Extrae sin alteraciones, del texto sobre la poesía y el misterio, el fragmento que va desde "Ese encanto misterioso" hasta "él (O. González).".

* [TEXTO PROPORCIONADO]:
===

No es imprescindible que el artista sea expresamente consciente de que su obra es una revelación del misterio oculto de la verdadera realidad. Puede serlo o no. Simplemente el poeta descubre lo espiritual de las cosas y algo que hay más allá de ellas. Pero el poeta no tiene porqué saber que en realidad se trata de un conocimiento especular de Dios, una incoación confusa, un atisbo incompleto de Dios. Y la razón estriba en que el poeta no tiene por qué conocer “los lazos que en el ser ligan necesariamente con Dios a la poesía y a la belleza, o lo sabe de un modo tan confuso que puede recusar, en lo que respecta a sus propias opciones humanas, el impulso que atraviesa su experiencia, o falsear su significación y detenerse en el espejo rehusando la Inmensidad demasiado real que éste refleja enigmáticamente. Es por ello por lo que algunos poetas están convencidos de que toda poesía es de esencia religiosa” (J. Maritain), aunque apenas si crean en Dios. Desde luego, los clásicos lo pensaban. Para ellos la poesía es fruto del entusiasmo, que etimológicamente significa el hecho de estar poseído por un numen (cualquiera de los dioses, en la mitología clásica).

Ese encanto misterioso que el poeta entrevé confusamente puede llamarlo Belleza imposible, puede denominarlo “un reino más grande que el mundo” (R. Maritain), pero esto no quita ni pone nada: sepa o no sepa el poeta que está hablando del Misterio, el Misterio está hablando por él (O. González).

Ese imposible “no podemos -dice C. S. Lewis- ocultarlo ni revelarlo, aunque deseamos hacer ambas cosas. No cabe revelarlo porque es el deseo de algo que está más allá de nuestra experiencia. No es posible acallarlo porque nuestra experiencia está sugiriéndolo continuamente, y nos delatamos como se descubren los amantes al mencionar el nombre del amado. El recurso más habitual consiste en llamarlo 'belleza' y en actuar como si eso resolviera el asunto. El subterfugio de Wordsworth consiste en identificarlo con ciertos momentos de su propio pasado. Todo esto es una trampa. Si Wordsworth hubiera regresado a esos momentos del pasado, no habría encontrado el objeto deseado, sino sólo un recordatorio suyo. Lo recordado resultaría ser un recuerdo en sí mismo. Los libros o la música en que creíamos que se ocultaba la belleza nos traicionarán si confiamos excesivamente en ellos. Pues realmente no está ni en aquellos ni en ésta, tan sólo se revela a través de ellos. En realidad, los libros y la música aumentan el deseo de poseerla. (...). La nostalgia sentida durante toda la vida, el anhelo de reunirnos en el universo con algo de lo que ahora nos sentimos separados, de estar tras la puerta vista siempre desde fuera, no es mera fantasía neurótica, sino el más fiel exponente de nuestra situación real. Ser llamados a entrar supondría una gloria y un honor muy superiores a nuestros méritos y, consecuentemente, la curación de ese viejo dolor” (Lewis).

===

* [MATERIAL PROPORCIONADO]:
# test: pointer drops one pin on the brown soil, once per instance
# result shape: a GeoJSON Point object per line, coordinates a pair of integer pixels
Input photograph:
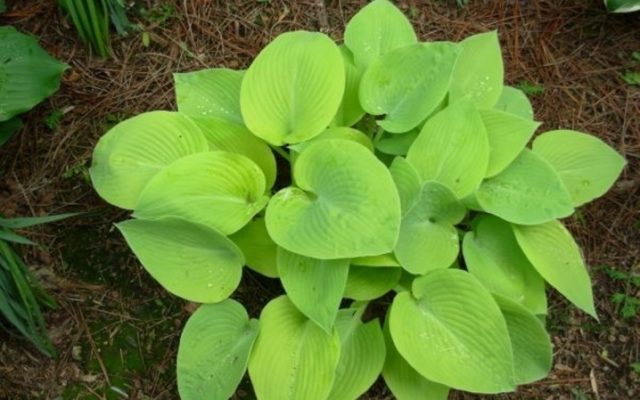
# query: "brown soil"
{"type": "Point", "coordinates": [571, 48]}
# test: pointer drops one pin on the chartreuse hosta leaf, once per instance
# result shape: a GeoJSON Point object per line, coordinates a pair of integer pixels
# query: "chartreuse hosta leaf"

===

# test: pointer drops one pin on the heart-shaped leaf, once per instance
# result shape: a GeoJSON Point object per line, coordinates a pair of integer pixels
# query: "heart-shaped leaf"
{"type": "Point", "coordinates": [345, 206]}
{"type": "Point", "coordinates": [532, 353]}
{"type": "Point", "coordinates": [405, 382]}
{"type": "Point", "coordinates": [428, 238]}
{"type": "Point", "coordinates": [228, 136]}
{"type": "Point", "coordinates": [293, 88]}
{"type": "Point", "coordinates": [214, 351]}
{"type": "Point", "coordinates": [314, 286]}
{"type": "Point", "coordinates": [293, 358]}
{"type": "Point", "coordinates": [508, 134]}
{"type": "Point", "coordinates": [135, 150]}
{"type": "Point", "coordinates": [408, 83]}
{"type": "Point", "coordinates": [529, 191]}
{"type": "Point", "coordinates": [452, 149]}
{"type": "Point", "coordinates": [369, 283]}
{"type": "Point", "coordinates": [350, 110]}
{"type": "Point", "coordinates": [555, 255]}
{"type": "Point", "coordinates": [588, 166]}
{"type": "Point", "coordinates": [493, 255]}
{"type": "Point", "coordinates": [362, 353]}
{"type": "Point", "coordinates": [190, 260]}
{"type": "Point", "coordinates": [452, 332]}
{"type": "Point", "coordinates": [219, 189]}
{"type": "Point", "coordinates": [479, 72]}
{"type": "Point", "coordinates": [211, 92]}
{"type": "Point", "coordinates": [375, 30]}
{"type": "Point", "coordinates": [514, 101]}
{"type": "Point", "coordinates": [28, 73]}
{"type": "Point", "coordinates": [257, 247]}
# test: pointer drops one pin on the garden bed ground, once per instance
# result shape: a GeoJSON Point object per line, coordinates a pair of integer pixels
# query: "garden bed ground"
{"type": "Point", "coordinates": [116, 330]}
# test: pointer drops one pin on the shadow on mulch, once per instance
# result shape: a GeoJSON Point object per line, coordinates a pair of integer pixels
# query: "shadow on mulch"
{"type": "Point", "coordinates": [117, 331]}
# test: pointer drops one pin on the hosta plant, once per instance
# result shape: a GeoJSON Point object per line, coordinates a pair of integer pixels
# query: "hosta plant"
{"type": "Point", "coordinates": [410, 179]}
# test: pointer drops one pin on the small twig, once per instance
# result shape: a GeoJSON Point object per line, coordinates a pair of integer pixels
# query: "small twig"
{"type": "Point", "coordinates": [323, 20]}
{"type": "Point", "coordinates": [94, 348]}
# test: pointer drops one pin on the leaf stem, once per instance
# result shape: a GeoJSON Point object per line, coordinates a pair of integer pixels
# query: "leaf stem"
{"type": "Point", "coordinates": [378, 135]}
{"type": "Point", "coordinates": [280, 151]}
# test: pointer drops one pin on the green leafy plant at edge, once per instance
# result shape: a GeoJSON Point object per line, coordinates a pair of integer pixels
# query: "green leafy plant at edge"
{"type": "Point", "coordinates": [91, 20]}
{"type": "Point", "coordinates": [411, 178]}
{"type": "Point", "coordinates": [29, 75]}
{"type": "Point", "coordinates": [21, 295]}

===

* [RESPUESTA]:
Ese encanto misterioso que el poeta entrevé confusamente puede llamarlo Belleza imposible, puede denominarlo “un reino más grande que el mundo” (R. Maritain), pero esto no quita ni pone nada: sepa o no sepa el poeta que está hablando del Misterio, el Misterio está hablando por él (O. González).